# Source excerpt:
####
# How to Construct a Radical Axis

Given two circles \(A(B)\) and \(C(D)\), with centers at \(A\) and \(C\) and passing through points \(B\) and \(D\), respectively. Below we discuss an Euclidean construction of their radical axis. The radical axis of two circles is the locus of points from which the tangents to the two circles are equal. It can also be defined as the locus of centers of circles simultaneously orthogonal to the given two. The construction is surprisingly simple:

Draw any circle \(C(E,F)\) that intersects both \(A(B)\) and \(C(D)\) - one, say, in points \(G,H,\) the other in points \(I,J.\) Let \(K\) be the intersection of \(GH\) and \(IJ.\) The radical axis of \(A(B)\) and \(C(D)\) is the line through \(K\) perpendicular to the line of centers \(AC\).

The construction works for any pair of non-concentric circles. There's a good reason to define the line at infinity as the radical axis of two circles that share a center.

The applet below illustrates the construction. Points \(A,B,C,D,E,F\) are draggable.
####
# Problems to solve:
a) Translate this sentence from the radical axis construction page into Spanish: "The construction works for any pair of non-concentric circles."
b) Transcribe the radical axis construction page from "Draw any circle" to "share a center.", keeping every character as it appears.
c) Continue the radical axis construction page, picking up after its final sentence.

# Data shown:
####
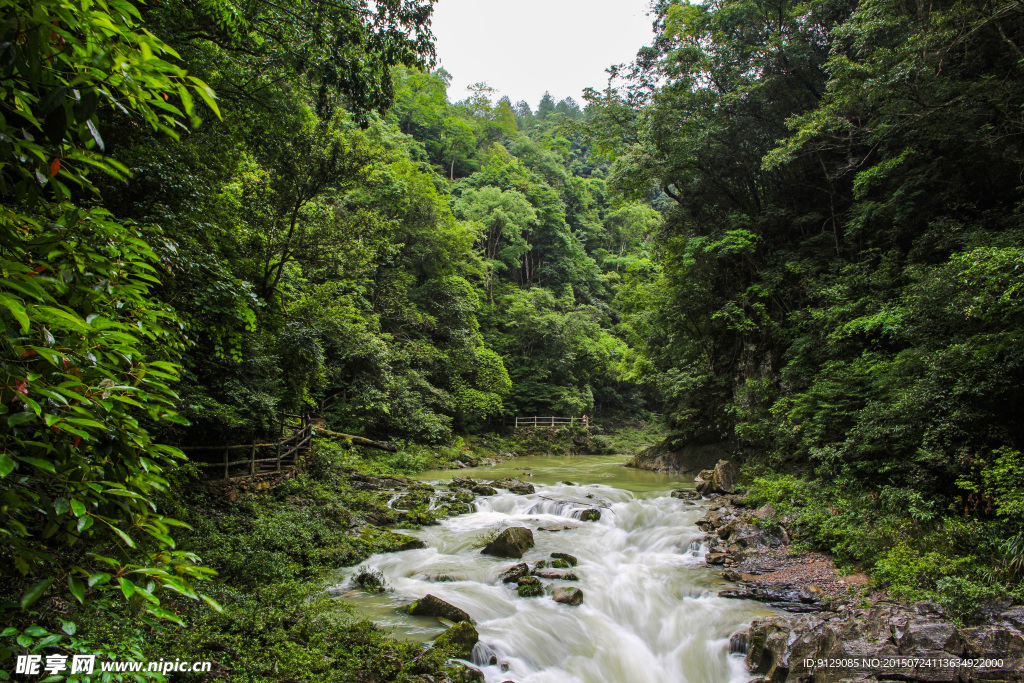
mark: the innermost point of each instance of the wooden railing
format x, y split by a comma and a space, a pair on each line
####
# Results of the tasks:
a) La construcción funciona para cualquier par de circunferencias no concéntricas.

b)
Draw any circle \(C(E,F)\) that intersects both \(A(B)\) and \(C(D)\) - one, say, in points \(G,H,\) the other in points \(I,J.\) Let \(K\) be the intersection of \(GH\) and \(IJ.\) The radical axis of \(A(B)\) and \(C(D)\) is the line through \(K\) perpendicular to the line of centers \(AC\).

The construction works for any pair of non-concentric circles. There's a good reason to define the line at infinity as the radical axis of two circles that share a center.

c)
21 January 2015, Created with GeoGebra

Why does the construction work? The shortest explanation stems from the transitivity of equality and from the fact that the radical axis of two intersecting circles is the line through the two points of intersection. You can verify the latter by making circles \(A(B)\) and \(C(D)\) intersect. Transitivity implies the existence of the radical center of three circles. Indeed, take two pairs of circles, say \(A(B), E(F)\) and \(C(D), E(F)\). Remarkably, from the point of intersection \(K\) of the two radical axes the tangents to all three circles are equal, implying that that point lies on the third radical axis. By symmetry, the latter is perpendicular to the line \(AB\) of centers. Another short explanation, is based on the Power of a Point, or the Intersecting Chords theorem. Indeed, in circle \(E(F),\) \(KH\cdot KG=KI\cdot KJ\). But the first product is the power of \(K\) with respect to \(A(B)\), while the second product is the power of \(K\) with repsect to \(C(D)\).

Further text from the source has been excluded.